> **Work item**: Go through the data and copy each line that holds "willing".

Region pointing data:
-=-=-
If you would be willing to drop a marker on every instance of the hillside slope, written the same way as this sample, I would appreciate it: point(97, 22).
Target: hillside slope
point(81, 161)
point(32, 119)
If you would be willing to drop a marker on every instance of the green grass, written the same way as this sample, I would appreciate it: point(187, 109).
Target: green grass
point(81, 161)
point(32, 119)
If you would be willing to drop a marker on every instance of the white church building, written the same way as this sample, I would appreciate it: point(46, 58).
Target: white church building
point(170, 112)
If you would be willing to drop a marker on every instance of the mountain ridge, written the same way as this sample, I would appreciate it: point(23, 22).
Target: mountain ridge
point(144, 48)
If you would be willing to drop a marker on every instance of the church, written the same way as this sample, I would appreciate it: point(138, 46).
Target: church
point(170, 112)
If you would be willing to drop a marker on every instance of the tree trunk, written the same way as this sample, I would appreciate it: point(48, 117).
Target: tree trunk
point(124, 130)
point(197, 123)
-=-=-
> **Answer box**:
If you would be willing to drop a marker on every instance of the hillside slope, written the same way as this sample, I would appreciate it: point(97, 22).
If you would be willing to drop a marker on every instance of the green grass, written the same way as this sample, I would appreciate it: point(187, 109).
If you would be willing to drop a marker on every instance of the white church building, written the same way as this sample, I would appreciate it: point(46, 58).
If you would be willing to drop a marker on every instance of the mountain ridge, written the same way as this sample, I would appreciate it: point(23, 22).
If you would be willing to drop a marker on every instance of the church, written the same way as this sample, I would appreciate it: point(138, 46).
If you would be willing to drop a marker on every instance of the tree trunk, written the same way as this sample, I would appreciate it: point(48, 117).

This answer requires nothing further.